Reproduce the listing below in full and without alteration, apart from its pictures.

(Excerpts of pointing data)

··········

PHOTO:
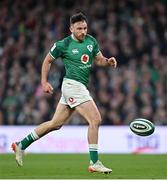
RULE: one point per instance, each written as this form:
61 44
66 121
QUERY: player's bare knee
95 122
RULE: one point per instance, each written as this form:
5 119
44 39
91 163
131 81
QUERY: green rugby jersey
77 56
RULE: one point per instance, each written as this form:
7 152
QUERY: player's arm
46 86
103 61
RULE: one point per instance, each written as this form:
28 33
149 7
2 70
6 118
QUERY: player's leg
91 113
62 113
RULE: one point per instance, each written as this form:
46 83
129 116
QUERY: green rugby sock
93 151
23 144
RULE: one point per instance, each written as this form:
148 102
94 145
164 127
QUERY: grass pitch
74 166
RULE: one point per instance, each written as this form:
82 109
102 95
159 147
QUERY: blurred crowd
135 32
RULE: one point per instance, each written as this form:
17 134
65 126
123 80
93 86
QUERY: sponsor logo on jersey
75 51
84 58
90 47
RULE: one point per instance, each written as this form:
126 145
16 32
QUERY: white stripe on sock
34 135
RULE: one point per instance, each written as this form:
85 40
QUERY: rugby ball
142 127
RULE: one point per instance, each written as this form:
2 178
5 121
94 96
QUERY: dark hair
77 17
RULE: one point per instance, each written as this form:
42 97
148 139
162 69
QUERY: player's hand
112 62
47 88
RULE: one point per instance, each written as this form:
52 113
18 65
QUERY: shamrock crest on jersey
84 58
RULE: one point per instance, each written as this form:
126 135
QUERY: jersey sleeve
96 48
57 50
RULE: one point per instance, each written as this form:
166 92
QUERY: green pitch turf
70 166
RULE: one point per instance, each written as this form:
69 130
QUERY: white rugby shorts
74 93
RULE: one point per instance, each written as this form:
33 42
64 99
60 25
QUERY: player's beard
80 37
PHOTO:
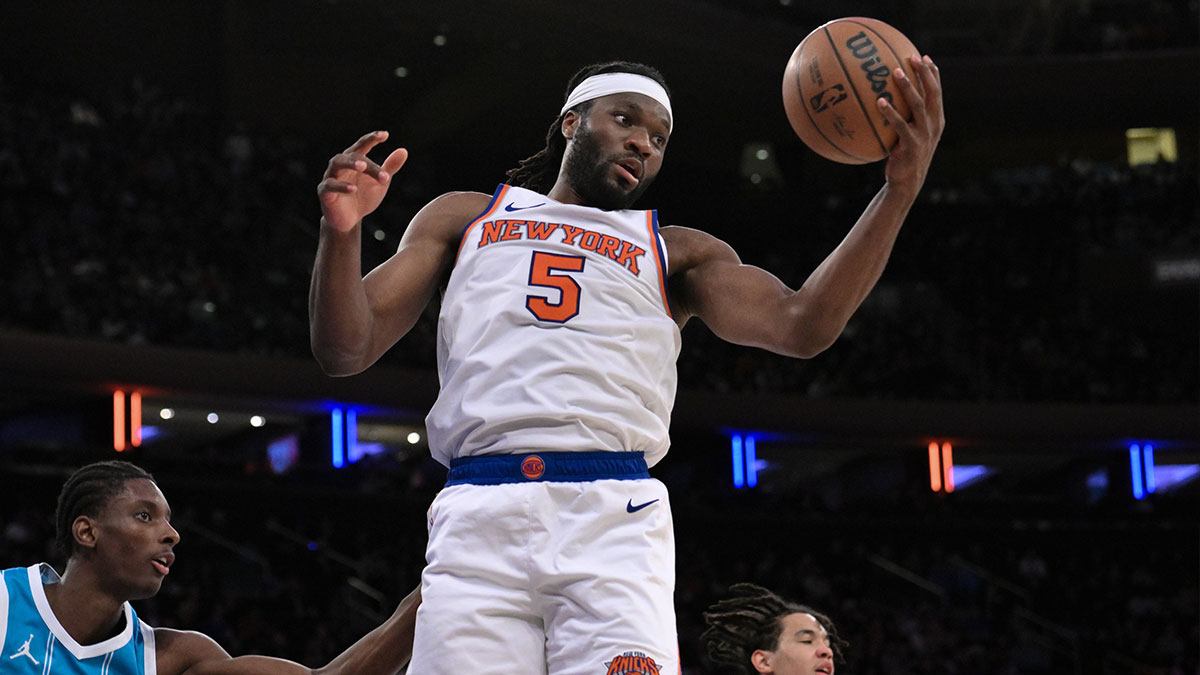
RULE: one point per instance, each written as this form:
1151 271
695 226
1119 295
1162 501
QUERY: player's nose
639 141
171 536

··········

**Task response:**
PHOTO:
RULE: one point per instance, each written as this form:
61 44
66 121
QUERY: player's bare knee
95 122
RULE: one point per instance, each written as this form:
5 119
44 39
91 163
131 81
QUERY: green rugby jersey
77 56
RULE: one point per instance, each written as this form:
7 152
QUERY: player's arm
46 86
103 61
RULE: one point per instance, each written as this form:
28 33
149 7
2 70
6 118
QUERY: player's leg
91 113
62 113
RULE: one point per instance, each written as this form:
46 83
129 116
QUERY: green rugby sock
93 151
23 144
RULE: one point per instance, each written as this form:
148 102
94 145
164 127
QUERY: grass pitch
74 166
RULE: one point per instance, each written as this form:
82 109
102 95
159 147
QUERY: blurred crowd
135 32
RULE: one point per instance, each written as this form:
17 134
65 126
123 80
93 86
QUERY: sponsor logo on jersey
75 51
84 58
90 47
RULE: one point per instance, each written as this form:
126 145
16 32
QUERY: white stripe on sock
34 135
RULE: one point per instance, each written as this form:
85 40
QUERY: rugby ball
142 127
RULE: one point per instance, each written as this form:
2 178
5 121
94 96
QUERY: dark hair
77 17
RULE: one point per instance, each written as this form:
42 97
148 139
162 69
QUERY: player's hand
112 62
47 88
RULE: one point per instance, each written as this form:
52 113
18 65
QUERY: shamrock crest on jersey
84 58
RULE: one point per instance, each written as this form:
126 135
QUERY: jersey sleeve
96 48
57 50
RULE: one point per instance, each written as this form:
166 92
QUERY: green pitch turf
70 166
RULE: one point per instance, each written as this form:
69 130
QUERY: white rugby shorts
74 93
RULE: one point per instance, each written as this form:
33 42
64 99
60 25
QUERY: player's beard
80 37
PHOTO:
RULE: one point per instance, each written as this form:
1151 271
695 226
1119 295
1162 501
QUERY: player's nose
639 141
171 536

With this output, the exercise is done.